BEGIN Extracted data
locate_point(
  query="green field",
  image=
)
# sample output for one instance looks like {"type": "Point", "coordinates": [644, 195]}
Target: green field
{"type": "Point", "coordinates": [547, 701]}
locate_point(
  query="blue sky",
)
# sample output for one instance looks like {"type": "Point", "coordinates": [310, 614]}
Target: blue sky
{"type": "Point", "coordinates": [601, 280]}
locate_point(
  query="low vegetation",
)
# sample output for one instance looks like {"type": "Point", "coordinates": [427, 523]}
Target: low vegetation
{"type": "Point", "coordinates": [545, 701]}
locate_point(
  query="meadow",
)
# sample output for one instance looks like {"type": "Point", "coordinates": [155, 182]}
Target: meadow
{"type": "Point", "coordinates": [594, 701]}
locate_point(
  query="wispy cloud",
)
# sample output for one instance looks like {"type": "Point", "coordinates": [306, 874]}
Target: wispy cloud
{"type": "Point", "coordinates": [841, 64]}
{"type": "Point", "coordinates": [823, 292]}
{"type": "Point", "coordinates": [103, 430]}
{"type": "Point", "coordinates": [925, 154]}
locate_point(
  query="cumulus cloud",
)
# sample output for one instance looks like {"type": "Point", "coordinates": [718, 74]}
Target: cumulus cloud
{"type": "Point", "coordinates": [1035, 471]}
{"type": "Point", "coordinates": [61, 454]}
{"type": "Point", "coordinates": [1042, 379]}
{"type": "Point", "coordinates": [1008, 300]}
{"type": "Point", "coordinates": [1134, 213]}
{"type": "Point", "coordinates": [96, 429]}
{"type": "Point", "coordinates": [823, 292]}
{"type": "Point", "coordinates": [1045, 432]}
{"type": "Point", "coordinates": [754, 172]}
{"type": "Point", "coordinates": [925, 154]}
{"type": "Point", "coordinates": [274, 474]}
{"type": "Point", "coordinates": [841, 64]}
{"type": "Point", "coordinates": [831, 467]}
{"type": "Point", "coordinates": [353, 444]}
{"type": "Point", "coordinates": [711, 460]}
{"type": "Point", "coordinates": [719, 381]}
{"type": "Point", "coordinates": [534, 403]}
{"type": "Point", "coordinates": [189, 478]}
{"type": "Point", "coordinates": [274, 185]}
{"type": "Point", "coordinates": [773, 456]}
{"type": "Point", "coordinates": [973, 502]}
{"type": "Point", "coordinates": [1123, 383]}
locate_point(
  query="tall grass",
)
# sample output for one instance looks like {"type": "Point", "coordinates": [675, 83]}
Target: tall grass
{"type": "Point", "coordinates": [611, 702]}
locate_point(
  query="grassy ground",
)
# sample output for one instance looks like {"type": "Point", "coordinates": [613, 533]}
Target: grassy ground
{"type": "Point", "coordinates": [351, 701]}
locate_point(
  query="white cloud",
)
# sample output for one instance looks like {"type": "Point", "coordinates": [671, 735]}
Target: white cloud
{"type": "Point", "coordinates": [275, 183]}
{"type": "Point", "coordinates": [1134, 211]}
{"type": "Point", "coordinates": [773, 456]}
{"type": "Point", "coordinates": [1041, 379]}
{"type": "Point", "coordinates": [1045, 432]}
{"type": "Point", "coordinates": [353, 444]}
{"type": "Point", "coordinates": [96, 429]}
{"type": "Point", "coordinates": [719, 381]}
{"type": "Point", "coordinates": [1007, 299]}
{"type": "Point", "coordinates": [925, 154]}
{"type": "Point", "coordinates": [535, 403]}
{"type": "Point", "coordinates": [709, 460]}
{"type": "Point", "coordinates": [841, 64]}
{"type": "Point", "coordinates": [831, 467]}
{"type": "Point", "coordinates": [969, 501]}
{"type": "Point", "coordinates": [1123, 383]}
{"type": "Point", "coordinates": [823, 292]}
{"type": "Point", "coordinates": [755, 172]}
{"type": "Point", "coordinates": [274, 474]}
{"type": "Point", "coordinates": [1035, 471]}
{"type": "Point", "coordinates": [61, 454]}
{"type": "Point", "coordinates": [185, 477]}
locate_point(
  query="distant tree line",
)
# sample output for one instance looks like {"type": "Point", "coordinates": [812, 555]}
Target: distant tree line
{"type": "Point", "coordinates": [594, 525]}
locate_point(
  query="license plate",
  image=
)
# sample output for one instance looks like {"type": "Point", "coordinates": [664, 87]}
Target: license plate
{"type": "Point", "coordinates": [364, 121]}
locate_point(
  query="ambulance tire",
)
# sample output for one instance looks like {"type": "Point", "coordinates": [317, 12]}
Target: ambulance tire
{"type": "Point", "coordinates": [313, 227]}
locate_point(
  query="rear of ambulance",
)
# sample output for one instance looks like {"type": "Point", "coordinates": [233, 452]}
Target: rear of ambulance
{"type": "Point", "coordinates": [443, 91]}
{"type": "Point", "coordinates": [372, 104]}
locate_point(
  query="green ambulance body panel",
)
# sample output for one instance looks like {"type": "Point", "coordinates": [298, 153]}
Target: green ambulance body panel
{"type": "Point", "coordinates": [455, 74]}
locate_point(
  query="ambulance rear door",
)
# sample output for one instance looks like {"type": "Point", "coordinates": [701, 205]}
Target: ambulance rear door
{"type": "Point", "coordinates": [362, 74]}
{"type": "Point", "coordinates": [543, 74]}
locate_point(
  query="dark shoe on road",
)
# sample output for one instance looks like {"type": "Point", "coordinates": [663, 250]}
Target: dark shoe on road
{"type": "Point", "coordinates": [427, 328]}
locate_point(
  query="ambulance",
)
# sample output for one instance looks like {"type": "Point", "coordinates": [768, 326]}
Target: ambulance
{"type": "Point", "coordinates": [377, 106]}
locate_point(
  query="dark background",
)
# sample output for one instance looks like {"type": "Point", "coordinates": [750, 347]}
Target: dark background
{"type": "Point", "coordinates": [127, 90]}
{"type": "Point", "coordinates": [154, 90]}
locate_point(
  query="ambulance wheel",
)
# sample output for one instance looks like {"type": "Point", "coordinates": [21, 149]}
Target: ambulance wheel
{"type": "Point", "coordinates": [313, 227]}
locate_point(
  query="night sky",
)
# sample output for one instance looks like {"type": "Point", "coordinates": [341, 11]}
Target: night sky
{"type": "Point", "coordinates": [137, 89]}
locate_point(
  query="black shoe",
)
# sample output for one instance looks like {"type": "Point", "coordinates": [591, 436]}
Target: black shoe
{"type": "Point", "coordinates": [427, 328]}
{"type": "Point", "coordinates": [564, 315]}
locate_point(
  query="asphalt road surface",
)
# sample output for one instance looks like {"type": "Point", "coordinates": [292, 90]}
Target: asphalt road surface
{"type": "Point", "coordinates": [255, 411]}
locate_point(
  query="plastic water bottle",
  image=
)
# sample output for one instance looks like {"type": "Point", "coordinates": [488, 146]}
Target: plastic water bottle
END Extracted data
About this task
Your answer should consist of every entry, repeated exactly.

Expected answer
locate_point(
  query="green field",
  image=
)
# sample output for one instance looks like {"type": "Point", "coordinates": [644, 195]}
Target: green field
{"type": "Point", "coordinates": [547, 701]}
locate_point(
  query="blue sky",
)
# sample output for one instance looks like {"type": "Point", "coordinates": [310, 614]}
Target: blue sky
{"type": "Point", "coordinates": [601, 280]}
locate_point(
  query="low vegetation",
)
# sample output for one instance looks like {"type": "Point", "coordinates": [427, 523]}
Target: low vegetation
{"type": "Point", "coordinates": [545, 701]}
locate_point(
  query="meadow",
)
# sample output for one instance looks like {"type": "Point", "coordinates": [155, 182]}
Target: meadow
{"type": "Point", "coordinates": [594, 701]}
locate_point(
  query="wispy cloud",
)
# sample output for one instance looks like {"type": "Point", "coordinates": [306, 874]}
Target: wispy cloud
{"type": "Point", "coordinates": [841, 64]}
{"type": "Point", "coordinates": [823, 292]}
{"type": "Point", "coordinates": [103, 430]}
{"type": "Point", "coordinates": [925, 154]}
locate_point(
  query="cumulus cloud",
)
# sample output for one instance looks like {"type": "Point", "coordinates": [718, 74]}
Target: cumulus cloud
{"type": "Point", "coordinates": [1035, 471]}
{"type": "Point", "coordinates": [61, 454]}
{"type": "Point", "coordinates": [1042, 379]}
{"type": "Point", "coordinates": [1008, 300]}
{"type": "Point", "coordinates": [1134, 213]}
{"type": "Point", "coordinates": [96, 429]}
{"type": "Point", "coordinates": [823, 292]}
{"type": "Point", "coordinates": [1045, 432]}
{"type": "Point", "coordinates": [754, 172]}
{"type": "Point", "coordinates": [925, 154]}
{"type": "Point", "coordinates": [274, 474]}
{"type": "Point", "coordinates": [841, 64]}
{"type": "Point", "coordinates": [831, 467]}
{"type": "Point", "coordinates": [353, 444]}
{"type": "Point", "coordinates": [711, 460]}
{"type": "Point", "coordinates": [719, 381]}
{"type": "Point", "coordinates": [534, 403]}
{"type": "Point", "coordinates": [189, 478]}
{"type": "Point", "coordinates": [274, 185]}
{"type": "Point", "coordinates": [773, 456]}
{"type": "Point", "coordinates": [973, 502]}
{"type": "Point", "coordinates": [1123, 383]}
locate_point(
  query="tall grass",
)
# sample output for one instance looks like {"type": "Point", "coordinates": [675, 83]}
Target: tall grass
{"type": "Point", "coordinates": [611, 702]}
locate_point(
  query="grassy ground",
)
# sample output for one instance looks like {"type": "Point", "coordinates": [613, 533]}
Target: grassy ground
{"type": "Point", "coordinates": [351, 701]}
locate_point(
  query="white cloud",
)
# sample output for one instance looks like {"type": "Point", "coordinates": [671, 735]}
Target: white cloud
{"type": "Point", "coordinates": [275, 183]}
{"type": "Point", "coordinates": [1134, 211]}
{"type": "Point", "coordinates": [773, 456]}
{"type": "Point", "coordinates": [1041, 379]}
{"type": "Point", "coordinates": [1045, 432]}
{"type": "Point", "coordinates": [353, 444]}
{"type": "Point", "coordinates": [96, 429]}
{"type": "Point", "coordinates": [719, 381]}
{"type": "Point", "coordinates": [1007, 299]}
{"type": "Point", "coordinates": [925, 154]}
{"type": "Point", "coordinates": [535, 403]}
{"type": "Point", "coordinates": [709, 460]}
{"type": "Point", "coordinates": [841, 64]}
{"type": "Point", "coordinates": [831, 467]}
{"type": "Point", "coordinates": [969, 501]}
{"type": "Point", "coordinates": [1123, 383]}
{"type": "Point", "coordinates": [823, 292]}
{"type": "Point", "coordinates": [755, 172]}
{"type": "Point", "coordinates": [274, 474]}
{"type": "Point", "coordinates": [1035, 471]}
{"type": "Point", "coordinates": [61, 454]}
{"type": "Point", "coordinates": [185, 477]}
locate_point(
  query="distant tree line",
)
# sample output for one instance looks like {"type": "Point", "coordinates": [812, 555]}
Target: distant tree line
{"type": "Point", "coordinates": [594, 525]}
locate_point(
  query="license plate",
  image=
)
# sample output for one instance looks like {"type": "Point", "coordinates": [664, 87]}
Target: license plate
{"type": "Point", "coordinates": [364, 121]}
locate_point(
  query="ambulance tire",
)
# sample output for one instance looks like {"type": "Point", "coordinates": [317, 12]}
Target: ambulance tire
{"type": "Point", "coordinates": [313, 227]}
locate_point(
  query="rear of ambulance",
)
# sample output for one instance looks like {"type": "Point", "coordinates": [233, 452]}
Target: rear of ambulance
{"type": "Point", "coordinates": [443, 91]}
{"type": "Point", "coordinates": [372, 104]}
locate_point(
  query="green ambulance body panel",
)
# sample output for one instance looks like {"type": "Point", "coordinates": [298, 153]}
Target: green ambulance body panel
{"type": "Point", "coordinates": [455, 74]}
locate_point(
  query="ambulance rear door",
)
# sample output for one instance looks like {"type": "Point", "coordinates": [701, 205]}
Target: ambulance rear door
{"type": "Point", "coordinates": [362, 74]}
{"type": "Point", "coordinates": [543, 74]}
locate_point(
  query="dark shoe on road",
)
# sample output for one instance looks like {"type": "Point", "coordinates": [663, 250]}
Target: dark shoe on road
{"type": "Point", "coordinates": [427, 328]}
locate_point(
  query="ambulance",
)
# sample output for one instance looks like {"type": "Point", "coordinates": [768, 326]}
Target: ambulance
{"type": "Point", "coordinates": [377, 106]}
locate_point(
  query="dark background",
)
# sample output for one instance looks like {"type": "Point", "coordinates": [750, 347]}
Target: dark background
{"type": "Point", "coordinates": [127, 90]}
{"type": "Point", "coordinates": [154, 90]}
locate_point(
  query="ambulance wheel",
)
# sample output for one instance looks like {"type": "Point", "coordinates": [21, 149]}
Target: ambulance wheel
{"type": "Point", "coordinates": [313, 227]}
locate_point(
  query="night sky",
)
# sample output for one instance looks like {"type": "Point", "coordinates": [341, 11]}
Target: night sky
{"type": "Point", "coordinates": [137, 89]}
locate_point(
  query="black shoe",
)
# sample output for one instance looks like {"type": "Point", "coordinates": [591, 436]}
Target: black shoe
{"type": "Point", "coordinates": [427, 328]}
{"type": "Point", "coordinates": [564, 315]}
locate_point(
  query="asphalt road surface",
)
# sample output for one instance looks like {"type": "Point", "coordinates": [292, 90]}
Target: asphalt road surface
{"type": "Point", "coordinates": [255, 411]}
locate_point(
  query="plastic water bottle",
  image=
)
# sample output for one instance looks like {"type": "Point", "coordinates": [488, 146]}
Target: plastic water bottle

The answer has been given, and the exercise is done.